As Nitasha Tiku writes in her New York Times article, How to Get Girls into Coding, I see the need today and going forward for more women in technology, and for more developers. I also explain to my daughter business concepts when we go shopping. The more she understands how business works, if she decides to pursue a career in technology, the more effective she will be. The ability to marry business and technical acumen is also on the rise. So the bribery continues. She did well in, and most important enjoyed, the class so much that she is applying for another this summer. I will continue to “guide” her along this path.

Mom Plays Key Role

Research supports the idea that mom and dad are strong factors in student success in math and science as detailed in the article, How Parents Made the Difference in this Long-Term STEM Study. The study’s key points show that success stems from parental involvement that nurtures their child’s interest and conveys the importance of understanding STEM subjects. Do teenagers understand how technology touches every industry and how it is changing traditional professions? Look at self-driving cars, for example. They may eliminate the need for taxi and truck drivers. Or robots that may replace our local barista.

§ Data extract:
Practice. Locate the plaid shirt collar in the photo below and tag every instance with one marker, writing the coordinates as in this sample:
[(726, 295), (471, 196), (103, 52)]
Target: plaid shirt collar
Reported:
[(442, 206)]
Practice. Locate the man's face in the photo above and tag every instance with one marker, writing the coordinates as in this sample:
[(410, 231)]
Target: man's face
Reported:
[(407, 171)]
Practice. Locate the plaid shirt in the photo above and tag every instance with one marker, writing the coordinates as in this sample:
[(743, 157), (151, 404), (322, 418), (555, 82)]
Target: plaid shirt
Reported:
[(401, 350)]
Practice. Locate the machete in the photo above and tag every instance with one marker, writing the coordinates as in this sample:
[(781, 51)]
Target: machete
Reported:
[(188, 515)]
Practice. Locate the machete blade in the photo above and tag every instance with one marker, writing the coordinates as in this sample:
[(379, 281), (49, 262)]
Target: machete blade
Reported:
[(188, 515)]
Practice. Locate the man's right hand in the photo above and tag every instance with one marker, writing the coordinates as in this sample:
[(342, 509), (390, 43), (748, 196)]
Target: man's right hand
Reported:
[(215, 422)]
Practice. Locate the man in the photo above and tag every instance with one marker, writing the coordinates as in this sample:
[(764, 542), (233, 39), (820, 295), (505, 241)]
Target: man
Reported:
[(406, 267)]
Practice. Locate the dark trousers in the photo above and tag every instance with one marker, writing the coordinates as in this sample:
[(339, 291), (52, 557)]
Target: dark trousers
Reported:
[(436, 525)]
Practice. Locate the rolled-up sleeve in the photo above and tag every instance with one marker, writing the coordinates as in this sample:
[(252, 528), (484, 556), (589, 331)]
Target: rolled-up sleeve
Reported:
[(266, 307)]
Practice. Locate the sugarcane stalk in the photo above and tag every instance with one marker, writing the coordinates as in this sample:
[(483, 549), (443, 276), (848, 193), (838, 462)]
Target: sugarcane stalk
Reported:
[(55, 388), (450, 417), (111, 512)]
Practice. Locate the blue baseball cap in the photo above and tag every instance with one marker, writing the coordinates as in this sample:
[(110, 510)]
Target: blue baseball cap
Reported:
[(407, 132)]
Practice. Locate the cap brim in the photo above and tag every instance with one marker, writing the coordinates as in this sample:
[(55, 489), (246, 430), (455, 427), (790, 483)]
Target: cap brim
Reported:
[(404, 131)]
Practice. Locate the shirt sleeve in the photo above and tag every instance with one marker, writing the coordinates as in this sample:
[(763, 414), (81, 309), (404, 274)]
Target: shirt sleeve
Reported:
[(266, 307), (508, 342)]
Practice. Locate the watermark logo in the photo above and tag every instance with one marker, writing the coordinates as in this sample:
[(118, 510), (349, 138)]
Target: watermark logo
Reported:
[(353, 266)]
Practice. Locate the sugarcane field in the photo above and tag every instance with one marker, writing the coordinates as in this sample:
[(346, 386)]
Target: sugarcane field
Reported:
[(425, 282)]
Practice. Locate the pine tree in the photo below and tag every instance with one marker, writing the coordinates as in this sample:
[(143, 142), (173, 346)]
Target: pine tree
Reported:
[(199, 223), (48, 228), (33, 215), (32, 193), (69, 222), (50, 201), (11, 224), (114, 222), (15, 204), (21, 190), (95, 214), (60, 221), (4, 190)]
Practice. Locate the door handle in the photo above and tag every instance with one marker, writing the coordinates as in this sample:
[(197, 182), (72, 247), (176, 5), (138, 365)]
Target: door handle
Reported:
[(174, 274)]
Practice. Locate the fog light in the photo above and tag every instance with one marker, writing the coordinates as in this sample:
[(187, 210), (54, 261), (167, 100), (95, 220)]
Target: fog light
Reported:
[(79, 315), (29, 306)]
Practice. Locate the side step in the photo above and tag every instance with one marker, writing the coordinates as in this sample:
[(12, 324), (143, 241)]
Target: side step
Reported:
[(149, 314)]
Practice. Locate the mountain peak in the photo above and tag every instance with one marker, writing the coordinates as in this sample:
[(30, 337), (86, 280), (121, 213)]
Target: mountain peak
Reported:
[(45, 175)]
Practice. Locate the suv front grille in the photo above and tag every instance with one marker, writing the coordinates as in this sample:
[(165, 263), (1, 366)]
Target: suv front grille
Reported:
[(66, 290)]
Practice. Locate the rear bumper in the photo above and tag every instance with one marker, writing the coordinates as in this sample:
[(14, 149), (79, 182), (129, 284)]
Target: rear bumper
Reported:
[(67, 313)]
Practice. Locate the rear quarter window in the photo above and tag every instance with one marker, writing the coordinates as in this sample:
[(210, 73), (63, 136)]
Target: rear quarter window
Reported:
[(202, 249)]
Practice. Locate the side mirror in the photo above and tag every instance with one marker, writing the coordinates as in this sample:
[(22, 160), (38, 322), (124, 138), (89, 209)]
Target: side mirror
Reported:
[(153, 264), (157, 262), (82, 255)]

§ Work request:
Copy the passage again, beginning at the words "Mom Plays Key" and stopping after "our local barista.", and replace "barista" with "coffee shop cashier" throughout. The rows have nothing to do with the passage.

§ Result for this exercise:
Mom Plays Key Role

Research supports the idea that mom and dad are strong factors in student success in math and science as detailed in the article, How Parents Made the Difference in this Long-Term STEM Study. The study’s key points show that success stems from parental involvement that nurtures their child’s interest and conveys the importance of understanding STEM subjects. Do teenagers understand how technology touches every industry and how it is changing traditional professions? Look at self-driving cars, for example. They may eliminate the need for taxi and truck drivers. Or robots that may replace our local coffee shop cashier.